→ **Activity**
Every line of the data below should be retyped exactly.

→ **Data to use**

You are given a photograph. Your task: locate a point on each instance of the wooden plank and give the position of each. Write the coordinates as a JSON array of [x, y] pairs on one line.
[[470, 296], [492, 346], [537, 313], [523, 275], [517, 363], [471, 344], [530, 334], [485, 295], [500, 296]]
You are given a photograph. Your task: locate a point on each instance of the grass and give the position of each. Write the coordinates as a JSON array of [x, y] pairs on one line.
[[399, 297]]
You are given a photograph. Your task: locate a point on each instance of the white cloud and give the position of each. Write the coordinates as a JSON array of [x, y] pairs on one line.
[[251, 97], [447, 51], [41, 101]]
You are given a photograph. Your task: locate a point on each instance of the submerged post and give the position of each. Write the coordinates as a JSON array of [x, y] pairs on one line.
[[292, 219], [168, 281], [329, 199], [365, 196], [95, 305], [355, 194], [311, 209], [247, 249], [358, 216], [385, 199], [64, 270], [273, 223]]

→ **Result of this exercise**
You are given a photograph. Your task: locate a point on each instance of the wooden plank and give the position of each. Write the coordinates as a JSON array of [x, y] pairs on one line.
[[470, 296], [492, 346], [537, 313], [523, 275], [517, 363], [471, 344], [530, 334], [485, 295], [500, 296]]
You are given a photograph. Your task: locate a point on each instance of the grass and give the position of each. Write the coordinates as a JSON array of [x, y] pairs on one line.
[[399, 297]]
You are given a photograph. Your task: locate a point on each instance of the white cloud and give the position of each. Write the coordinates as a JSON array of [x, y] pairs on one line.
[[251, 97], [447, 51], [41, 101]]
You are given a photograph. Your task: locate a point on each instance of the submerged post and give the position of each. Write the coordinates as a JSON array of [x, y] pairs on one line.
[[292, 219], [168, 281], [329, 199], [365, 196], [95, 305], [355, 194], [311, 209], [247, 249], [358, 216], [385, 199], [64, 270], [273, 223]]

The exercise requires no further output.